| Problem to work on |
Each record must be returned exactly, apart from the pictures, which stay out.

+===+

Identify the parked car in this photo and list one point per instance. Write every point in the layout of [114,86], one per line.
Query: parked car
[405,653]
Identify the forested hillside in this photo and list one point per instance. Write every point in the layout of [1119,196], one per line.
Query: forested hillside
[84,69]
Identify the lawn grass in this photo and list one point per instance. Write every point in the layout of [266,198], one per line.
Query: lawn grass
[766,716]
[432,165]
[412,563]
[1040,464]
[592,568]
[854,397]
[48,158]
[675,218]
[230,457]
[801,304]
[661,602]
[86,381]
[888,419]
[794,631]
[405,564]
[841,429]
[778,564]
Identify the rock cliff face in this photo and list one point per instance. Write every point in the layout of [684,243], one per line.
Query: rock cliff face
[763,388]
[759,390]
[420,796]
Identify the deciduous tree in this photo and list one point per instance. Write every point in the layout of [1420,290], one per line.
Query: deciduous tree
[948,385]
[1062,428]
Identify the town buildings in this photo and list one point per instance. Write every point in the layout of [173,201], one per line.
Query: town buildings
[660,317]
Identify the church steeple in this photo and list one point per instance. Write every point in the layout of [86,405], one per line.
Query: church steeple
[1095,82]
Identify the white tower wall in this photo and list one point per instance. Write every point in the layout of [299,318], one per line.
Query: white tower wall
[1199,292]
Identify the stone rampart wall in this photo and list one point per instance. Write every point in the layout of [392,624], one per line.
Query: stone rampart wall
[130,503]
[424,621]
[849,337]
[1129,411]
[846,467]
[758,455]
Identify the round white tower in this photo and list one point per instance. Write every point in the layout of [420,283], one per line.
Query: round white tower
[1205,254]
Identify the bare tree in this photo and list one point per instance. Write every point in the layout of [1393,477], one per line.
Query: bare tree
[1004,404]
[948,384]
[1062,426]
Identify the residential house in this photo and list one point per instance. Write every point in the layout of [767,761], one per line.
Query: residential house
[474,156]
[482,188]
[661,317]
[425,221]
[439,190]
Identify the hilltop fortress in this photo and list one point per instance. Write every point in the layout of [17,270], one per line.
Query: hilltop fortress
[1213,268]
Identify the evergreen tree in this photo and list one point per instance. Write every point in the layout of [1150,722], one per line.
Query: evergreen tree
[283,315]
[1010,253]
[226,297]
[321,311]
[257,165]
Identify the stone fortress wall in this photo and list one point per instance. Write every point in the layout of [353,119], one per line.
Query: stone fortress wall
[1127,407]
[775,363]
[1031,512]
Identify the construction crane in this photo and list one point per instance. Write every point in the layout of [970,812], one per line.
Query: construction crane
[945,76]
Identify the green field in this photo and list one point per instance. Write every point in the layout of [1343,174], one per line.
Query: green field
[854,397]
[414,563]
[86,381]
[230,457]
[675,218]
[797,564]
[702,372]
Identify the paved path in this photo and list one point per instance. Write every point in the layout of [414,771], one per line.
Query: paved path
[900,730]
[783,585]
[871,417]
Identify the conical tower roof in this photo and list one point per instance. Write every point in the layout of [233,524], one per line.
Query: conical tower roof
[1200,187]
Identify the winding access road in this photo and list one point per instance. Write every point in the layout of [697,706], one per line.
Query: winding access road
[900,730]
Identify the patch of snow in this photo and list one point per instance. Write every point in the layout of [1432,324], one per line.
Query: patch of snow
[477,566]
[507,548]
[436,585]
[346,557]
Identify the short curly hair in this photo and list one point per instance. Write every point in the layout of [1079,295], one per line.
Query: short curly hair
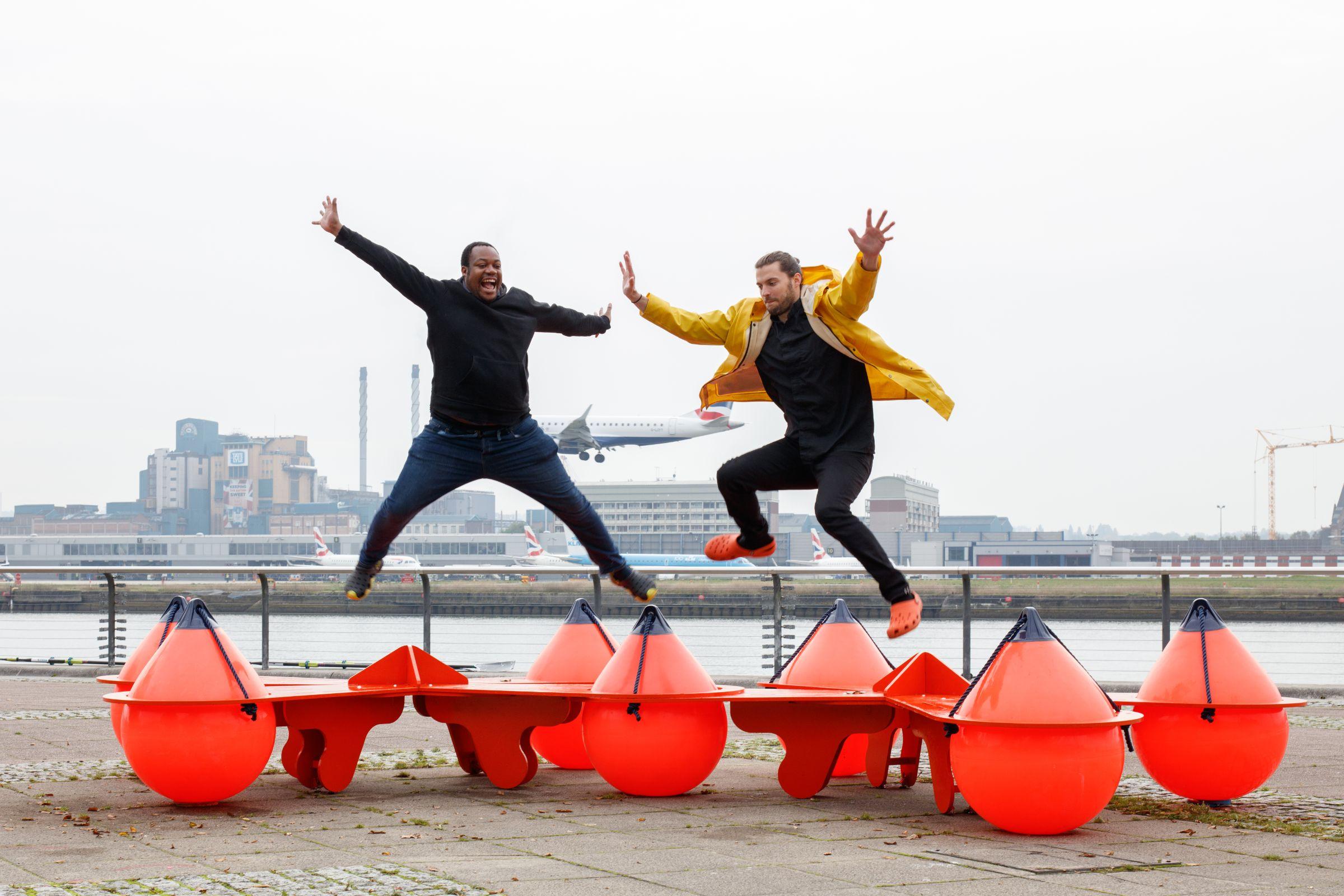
[467,253]
[788,264]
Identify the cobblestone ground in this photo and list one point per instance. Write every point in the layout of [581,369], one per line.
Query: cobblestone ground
[355,880]
[24,715]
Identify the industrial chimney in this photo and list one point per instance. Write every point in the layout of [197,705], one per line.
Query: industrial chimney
[414,401]
[363,429]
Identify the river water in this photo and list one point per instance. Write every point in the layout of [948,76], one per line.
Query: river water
[1121,651]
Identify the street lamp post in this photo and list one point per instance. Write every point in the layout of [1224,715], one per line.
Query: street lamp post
[1221,530]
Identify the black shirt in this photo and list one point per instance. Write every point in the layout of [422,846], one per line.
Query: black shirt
[479,348]
[824,395]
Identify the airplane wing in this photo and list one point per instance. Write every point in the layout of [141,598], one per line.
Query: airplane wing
[577,436]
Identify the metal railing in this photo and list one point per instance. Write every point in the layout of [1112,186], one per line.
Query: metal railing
[776,629]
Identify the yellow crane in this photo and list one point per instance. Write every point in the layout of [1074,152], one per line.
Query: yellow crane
[1271,446]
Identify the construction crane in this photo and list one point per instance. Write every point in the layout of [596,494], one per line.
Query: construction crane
[1271,446]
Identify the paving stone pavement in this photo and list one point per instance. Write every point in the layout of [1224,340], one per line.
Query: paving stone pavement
[412,823]
[371,880]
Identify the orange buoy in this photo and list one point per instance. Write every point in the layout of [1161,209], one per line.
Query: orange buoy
[1214,723]
[142,655]
[1035,742]
[577,654]
[198,753]
[651,747]
[839,654]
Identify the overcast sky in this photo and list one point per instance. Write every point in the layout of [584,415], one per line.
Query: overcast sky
[1119,228]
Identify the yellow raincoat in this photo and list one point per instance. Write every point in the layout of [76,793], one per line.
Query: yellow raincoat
[834,307]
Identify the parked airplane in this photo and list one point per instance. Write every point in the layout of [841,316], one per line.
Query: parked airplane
[580,555]
[536,555]
[822,559]
[324,558]
[589,438]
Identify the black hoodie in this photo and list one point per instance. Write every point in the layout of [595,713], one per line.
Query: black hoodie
[479,348]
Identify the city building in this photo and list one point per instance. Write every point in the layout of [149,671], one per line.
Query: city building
[975,524]
[902,504]
[246,550]
[253,477]
[667,516]
[1007,550]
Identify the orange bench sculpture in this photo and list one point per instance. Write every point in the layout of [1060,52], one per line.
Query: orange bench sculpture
[646,715]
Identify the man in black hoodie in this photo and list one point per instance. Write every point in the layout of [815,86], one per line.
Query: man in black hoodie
[480,423]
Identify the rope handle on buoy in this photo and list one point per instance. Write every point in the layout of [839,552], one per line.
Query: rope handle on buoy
[1012,632]
[248,708]
[633,710]
[951,729]
[1207,713]
[1124,730]
[588,610]
[824,617]
[169,622]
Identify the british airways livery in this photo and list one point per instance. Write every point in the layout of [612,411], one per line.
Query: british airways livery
[539,557]
[589,438]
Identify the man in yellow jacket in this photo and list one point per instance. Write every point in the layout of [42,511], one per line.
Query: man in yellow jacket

+===+

| Exercise response |
Identify the parked car in this photo and list one point per instance. Write every point in the layout of [114,86], one per line.
Query: parked car
[405,653]
Identify the forested hillside in this photo and list one point per instance. Write every point in the layout of [1119,196], one per line.
Query: forested hillside
[84,69]
Identify the lawn grass in this photo and list one point per instance. Write every point in the layout of [266,198], one per line.
Query: lawn grass
[766,716]
[432,165]
[412,563]
[1040,464]
[592,568]
[854,397]
[48,158]
[675,218]
[230,457]
[801,304]
[661,602]
[86,381]
[888,419]
[794,631]
[405,564]
[841,429]
[778,564]
Identify the rock cliff face in this photo and list one point per instance. Write every point in the layout of [684,243], one per line.
Query: rock cliff face
[763,388]
[759,390]
[420,796]
Identify the deciduous tree in this photo and list one point per instance. Write every point in the layout of [1420,290], one per line.
Query: deciduous tree
[948,385]
[1062,428]
Identify the town buildings in this photo and list one point per instance. Write every point in the layout of [173,201], one per line.
Query: town buildings
[660,317]
Identify the church steeple in this photo and list one point per instance. Write every point in the layout of [86,405], one per line.
Query: church steeple
[1095,82]
Identify the white tower wall in this photo and list one point per instance. Write every point in the layout of [299,318], one per line.
Query: white tower wall
[1199,292]
Identify the stone rampart wall in this photo and list one point per instance. Write every point in the layout of [392,624], one per line.
Query: stone rampart wall
[130,503]
[424,621]
[849,337]
[1129,411]
[846,467]
[758,455]
Identify the round white tower in this photo and list one point per instance. Write every point in the layout of [420,283], one per line.
Query: round white tower
[1205,254]
Identify the bare tree in this photo and list one point per instance. Write every point in the layout of [1393,477], one per line.
Query: bare tree
[1004,404]
[948,384]
[1062,426]
Identify the residential house in this photo and list one point per instance. Write every point in the layout of [767,761], one per line.
Query: residential house
[474,156]
[482,188]
[661,317]
[425,221]
[439,190]
Identify the hilltop fortress in this photo and list one point per instance. Write every point in the layout of [17,270], one per line.
Query: hilltop fortress
[1213,268]
Identify the evergreen tree in this photo and list one point per instance. Write every point in the layout of [1150,722], one per line.
Query: evergreen tree
[283,315]
[1010,253]
[226,297]
[321,311]
[257,165]
Identify the stone fortress wall in this photo and list one point per instance. Write every point in the layout of [353,119], one per line.
Query: stone fortress wall
[1127,407]
[775,363]
[1031,512]
Identify the construction crane in this photo and list one point per instance. Write every point in the layout of [970,812], one per line.
Query: construction crane
[945,76]
Identify the green field in this photo and list one point per instance. Write every point in the layout of [1343,174], one per line.
Query: green field
[854,397]
[414,563]
[86,381]
[230,457]
[675,218]
[797,564]
[702,372]
Identify the paved path in this photo and list one point per instance. Write every point in the layout of [414,771], one per line.
Query: paved path
[900,730]
[783,585]
[871,417]
Identify the conical tower roof in this photo and list one point per instance. Write every point in the layout of [233,524], one per line.
Query: conical tower roof
[1200,187]
Identify the winding access road in this photo and list one point per instance. Write every point in the layout of [697,706], one per line.
Query: winding access road
[900,730]
Identify the patch of snow in this photo and list one point per instance. Write every point in the layout of [1432,324], one per line.
Query: patch of snow
[477,566]
[507,548]
[436,585]
[346,557]
Identify the short curly hair in this photo and list one point per instance. Write every point in the layout of [1079,295], one per line.
Query: short curly hair
[467,253]
[788,264]
Identify the cobblestone ground in this photo and list one point per instance. Write every point in the layout of [581,369], one per line.
Query: cobblestone ground
[355,880]
[24,715]
Identify the industrial chimney in this photo and list one point per instance. Write every point in the layout of [197,705], one per line.
Query: industrial chimney
[414,401]
[363,429]
Identify the river water in this photo and list one point per instance. Write every point in the layout of [948,76], one per line.
Query: river water
[1121,651]
Identify the street lamp post in this photo and list one point per instance. Write every point in the layout of [1224,715], one per line.
Query: street lamp post
[1221,530]
Identify the black shirt in this photo and list one point per instance. Write every point in the layout of [422,846], one per line.
Query: black shirt
[479,348]
[824,395]
Identify the airplane wing in this photo and list one point per instance. Write every point in the layout of [141,598], one per line.
Query: airplane wing
[577,436]
Identify the metal railing in this photo and list one point per instance. Write every point in the layout of [1112,186], one per line.
Query: metal railing
[776,629]
Identify the yellow crane in this photo and list one point per instance. Write every point in the layout of [1074,152], one per line.
Query: yellow crane
[1271,446]
Identify the construction crane in this photo and list one point per instance. Write every point in the layout of [596,494], one per line.
Query: construction crane
[1271,446]
Identify the paving stone pavement in this photo and list one point per instance. Write every point in the layout of [1224,340], one per line.
Query: paving stone pavement
[412,823]
[371,880]
Identify the orange buoy in this photo and list one point per instance. Write every point in the layout of [1161,209], one per line.
Query: orange buoy
[1214,723]
[142,655]
[1035,742]
[577,654]
[198,753]
[651,747]
[839,654]
Identify the overcast sky in this photo and list one point per instance. Write every point in the layout of [584,415], one per line.
Query: overcast sky
[1119,228]
Identify the yellow raincoat in this photo and list one point per instance. Write every point in the layout of [76,793], one per line.
Query: yellow raincoat
[834,307]
Identify the parked airplane in this photo and list one point per instance. Write every point in the layout of [841,316], one per line.
Query: parked airplane
[580,555]
[536,555]
[822,559]
[324,558]
[589,438]
Identify the black hoodie in this photo and list one point per instance. Write every point in the layout of [595,713], one per line.
Query: black hoodie
[479,348]
Identify the city building in this photo and list one point per instance. Write every point in the layout of [149,671], one per line.
Query: city building
[975,524]
[902,504]
[246,550]
[253,477]
[667,516]
[1007,550]
Identify the orange bench sculpture in this photo and list one point per instance. Write every point in the layout of [1060,52], one per line.
Query: orange bench sculpture
[646,715]
Identify the man in black hoodie in this photo and list one point per instance. Write every point in the layout of [815,86], one per line.
Query: man in black hoodie
[480,423]
Identify the rope handle on buoy in this photo and list one point per instance. Write every point in the layout of [839,552], one per line.
Query: rope handle on buoy
[1012,632]
[248,708]
[633,710]
[951,729]
[1207,713]
[1124,730]
[588,610]
[824,617]
[169,622]
Identify the british airways livery in this photo and list one point per instance. Write every point in the layout of [612,411], one per line.
Query: british airways livery
[539,557]
[589,438]
Identify the man in yellow jacket in this photo and list one point per instance. Write every point in the layout of [42,511], one per line.
Query: man in yellow jacket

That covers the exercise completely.